__Task objective__. Display each line of the records below that contains the string "JSON".

[Bounding-box records]
----

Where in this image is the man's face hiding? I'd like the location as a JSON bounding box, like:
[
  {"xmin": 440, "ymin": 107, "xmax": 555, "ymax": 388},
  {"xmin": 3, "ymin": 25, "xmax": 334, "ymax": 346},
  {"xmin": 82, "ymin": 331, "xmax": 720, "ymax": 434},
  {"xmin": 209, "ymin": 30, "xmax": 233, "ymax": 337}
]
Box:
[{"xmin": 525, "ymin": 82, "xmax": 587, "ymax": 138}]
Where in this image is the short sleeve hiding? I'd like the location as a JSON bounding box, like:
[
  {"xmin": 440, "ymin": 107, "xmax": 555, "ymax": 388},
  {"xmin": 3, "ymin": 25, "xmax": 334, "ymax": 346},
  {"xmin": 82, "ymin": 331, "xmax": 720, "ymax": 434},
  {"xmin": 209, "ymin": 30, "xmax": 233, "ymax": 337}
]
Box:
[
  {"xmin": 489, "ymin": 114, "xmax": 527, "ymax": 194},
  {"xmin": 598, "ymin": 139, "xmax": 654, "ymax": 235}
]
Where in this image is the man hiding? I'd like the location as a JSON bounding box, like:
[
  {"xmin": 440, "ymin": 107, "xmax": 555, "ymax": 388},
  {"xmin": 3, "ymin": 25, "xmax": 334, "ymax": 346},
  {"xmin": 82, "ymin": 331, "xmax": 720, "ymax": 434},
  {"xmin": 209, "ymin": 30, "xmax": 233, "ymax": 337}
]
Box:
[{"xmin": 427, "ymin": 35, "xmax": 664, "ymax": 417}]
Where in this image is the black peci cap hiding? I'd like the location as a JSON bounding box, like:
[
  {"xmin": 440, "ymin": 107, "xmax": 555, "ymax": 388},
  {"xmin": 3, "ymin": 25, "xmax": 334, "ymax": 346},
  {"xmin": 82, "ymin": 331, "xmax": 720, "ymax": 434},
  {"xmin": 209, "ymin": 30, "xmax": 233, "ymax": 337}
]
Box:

----

__Correct output__.
Where in this image is the man's face hiding? I'd like the location as a JSON bounding box, like:
Where in this image is the short sleeve hiding? I'd like the location as a JSON bounding box, like:
Where in this image is the man hiding? I'd like the location as a JSON bounding box, like:
Where in this image is the black peci cap hiding? I'd like the location as a JSON bounding box, like:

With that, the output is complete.